(Natural-language object grounding data)
┄┄┄┄┄┄

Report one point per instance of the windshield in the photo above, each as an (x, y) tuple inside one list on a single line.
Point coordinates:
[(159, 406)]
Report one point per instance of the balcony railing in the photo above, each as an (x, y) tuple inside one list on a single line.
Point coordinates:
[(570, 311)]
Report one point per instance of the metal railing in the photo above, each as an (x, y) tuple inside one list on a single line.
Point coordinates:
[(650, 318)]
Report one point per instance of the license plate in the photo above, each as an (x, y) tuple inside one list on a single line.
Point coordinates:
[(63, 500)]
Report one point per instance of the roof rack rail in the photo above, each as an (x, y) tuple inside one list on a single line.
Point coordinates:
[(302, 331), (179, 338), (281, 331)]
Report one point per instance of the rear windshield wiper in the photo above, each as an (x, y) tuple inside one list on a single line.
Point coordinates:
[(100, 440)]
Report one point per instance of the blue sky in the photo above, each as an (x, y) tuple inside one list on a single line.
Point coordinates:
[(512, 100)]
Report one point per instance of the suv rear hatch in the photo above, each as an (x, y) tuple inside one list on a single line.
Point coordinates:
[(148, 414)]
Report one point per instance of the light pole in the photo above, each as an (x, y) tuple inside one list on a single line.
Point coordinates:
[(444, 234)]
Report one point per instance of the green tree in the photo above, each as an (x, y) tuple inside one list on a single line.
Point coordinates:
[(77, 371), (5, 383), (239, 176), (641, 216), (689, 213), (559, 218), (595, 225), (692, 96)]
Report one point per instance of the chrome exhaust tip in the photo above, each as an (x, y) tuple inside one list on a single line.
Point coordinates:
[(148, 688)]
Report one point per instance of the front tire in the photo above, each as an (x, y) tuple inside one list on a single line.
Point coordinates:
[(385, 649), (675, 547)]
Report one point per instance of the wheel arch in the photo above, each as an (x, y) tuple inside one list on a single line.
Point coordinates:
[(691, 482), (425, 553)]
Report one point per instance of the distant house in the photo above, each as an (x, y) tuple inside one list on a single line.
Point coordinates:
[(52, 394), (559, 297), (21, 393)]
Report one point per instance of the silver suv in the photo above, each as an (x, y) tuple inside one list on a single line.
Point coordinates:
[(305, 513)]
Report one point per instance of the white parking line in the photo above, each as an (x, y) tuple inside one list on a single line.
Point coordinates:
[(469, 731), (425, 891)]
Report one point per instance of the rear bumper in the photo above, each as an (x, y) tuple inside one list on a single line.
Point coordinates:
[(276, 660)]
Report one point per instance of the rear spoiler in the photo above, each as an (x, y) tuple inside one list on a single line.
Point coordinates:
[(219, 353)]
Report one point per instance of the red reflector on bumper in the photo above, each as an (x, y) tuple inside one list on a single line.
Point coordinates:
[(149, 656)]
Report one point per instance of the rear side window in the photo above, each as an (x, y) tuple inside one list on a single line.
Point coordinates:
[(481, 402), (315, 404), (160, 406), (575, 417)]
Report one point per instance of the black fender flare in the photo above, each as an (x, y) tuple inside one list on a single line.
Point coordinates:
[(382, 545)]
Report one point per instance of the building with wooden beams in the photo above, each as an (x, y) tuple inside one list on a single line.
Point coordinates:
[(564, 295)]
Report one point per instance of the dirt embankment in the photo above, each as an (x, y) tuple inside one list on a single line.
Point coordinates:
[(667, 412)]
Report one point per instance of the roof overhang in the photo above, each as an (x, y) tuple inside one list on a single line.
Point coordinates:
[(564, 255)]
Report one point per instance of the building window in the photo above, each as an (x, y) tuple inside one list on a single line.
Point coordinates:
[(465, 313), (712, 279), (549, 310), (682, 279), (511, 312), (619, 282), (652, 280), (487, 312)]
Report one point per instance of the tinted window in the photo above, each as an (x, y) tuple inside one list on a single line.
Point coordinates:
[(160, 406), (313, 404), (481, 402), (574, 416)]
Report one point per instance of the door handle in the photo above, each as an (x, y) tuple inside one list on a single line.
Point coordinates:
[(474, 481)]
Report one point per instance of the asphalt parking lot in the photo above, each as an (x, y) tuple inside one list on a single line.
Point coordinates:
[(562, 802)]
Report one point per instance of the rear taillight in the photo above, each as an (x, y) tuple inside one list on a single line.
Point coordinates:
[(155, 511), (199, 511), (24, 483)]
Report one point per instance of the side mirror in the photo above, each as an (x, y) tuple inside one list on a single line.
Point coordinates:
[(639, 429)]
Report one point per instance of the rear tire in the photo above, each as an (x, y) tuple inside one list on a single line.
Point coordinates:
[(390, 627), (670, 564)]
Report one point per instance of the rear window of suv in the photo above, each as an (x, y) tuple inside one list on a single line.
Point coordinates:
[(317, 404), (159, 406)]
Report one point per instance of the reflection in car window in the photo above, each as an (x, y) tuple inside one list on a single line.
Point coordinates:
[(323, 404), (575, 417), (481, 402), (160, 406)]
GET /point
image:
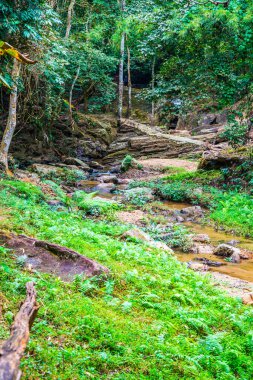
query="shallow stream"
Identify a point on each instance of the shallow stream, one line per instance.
(243, 271)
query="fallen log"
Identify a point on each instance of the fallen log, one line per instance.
(13, 349)
(52, 258)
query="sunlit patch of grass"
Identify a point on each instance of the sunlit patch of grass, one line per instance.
(151, 318)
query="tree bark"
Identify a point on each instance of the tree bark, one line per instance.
(12, 118)
(13, 349)
(153, 88)
(129, 104)
(69, 17)
(121, 69)
(71, 120)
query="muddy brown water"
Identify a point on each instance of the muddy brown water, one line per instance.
(243, 271)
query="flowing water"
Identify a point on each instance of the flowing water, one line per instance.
(243, 271)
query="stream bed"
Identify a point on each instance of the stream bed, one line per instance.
(243, 270)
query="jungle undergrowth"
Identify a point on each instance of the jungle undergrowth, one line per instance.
(151, 318)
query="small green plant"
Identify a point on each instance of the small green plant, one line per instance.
(235, 133)
(138, 196)
(94, 206)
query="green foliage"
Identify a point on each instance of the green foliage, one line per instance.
(130, 162)
(138, 196)
(150, 304)
(235, 133)
(175, 236)
(22, 190)
(230, 206)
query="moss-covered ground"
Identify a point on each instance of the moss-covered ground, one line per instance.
(152, 318)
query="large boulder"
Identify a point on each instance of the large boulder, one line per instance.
(76, 162)
(235, 258)
(105, 187)
(225, 250)
(220, 157)
(108, 179)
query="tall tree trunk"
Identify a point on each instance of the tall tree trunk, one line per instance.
(69, 18)
(153, 88)
(129, 104)
(71, 120)
(121, 68)
(12, 117)
(121, 78)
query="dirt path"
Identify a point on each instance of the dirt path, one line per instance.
(162, 163)
(153, 168)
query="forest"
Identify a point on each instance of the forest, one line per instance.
(126, 189)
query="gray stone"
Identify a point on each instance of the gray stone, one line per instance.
(105, 187)
(235, 258)
(77, 162)
(225, 250)
(201, 238)
(108, 179)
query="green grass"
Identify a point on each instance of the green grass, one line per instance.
(151, 319)
(230, 209)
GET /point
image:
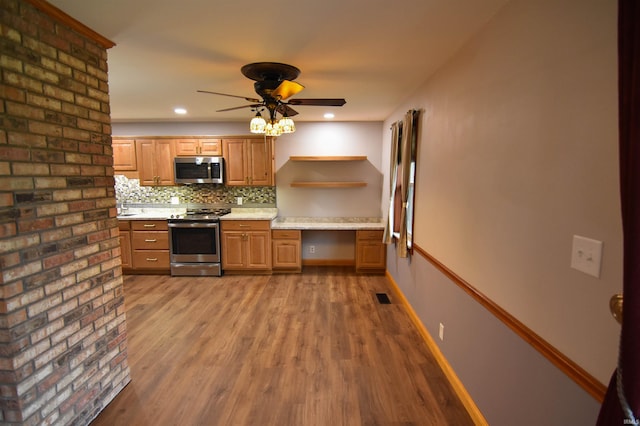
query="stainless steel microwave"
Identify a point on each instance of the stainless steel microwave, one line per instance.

┄┄┄┄┄┄

Problem details:
Find the line with "Report one point per instance of the roof overhang" in the entries above. Retype it and each line after it, exactly, through the line with "Report one point per instance of the asphalt", and stop there.

Written solution:
Report one point per instance of the roof overhang in the photo above, each as an (x, y) tuple inside one list on a single line.
Point coordinates:
[(564, 255)]
Report one point per instance of the building window in the photo above, each as an (x, y) tuple inside one list on a single line.
Point coordinates:
[(465, 313), (712, 279), (549, 310), (682, 279), (511, 312), (619, 282), (652, 280), (487, 312)]
Report one point per instance of the tinted window in the photo above, each as an (x, y) tuple inside one list on a single line.
Point coordinates:
[(160, 406), (313, 404), (481, 402), (574, 416)]
Report one point per instance of the door handle in the photo above, each as an (x, y) tuple inside one list on a single line.
Point coordinates:
[(474, 481)]
Report one point per instance of the asphalt parking lot in the photo above, each as an (x, y) tuple inside one list on a single line.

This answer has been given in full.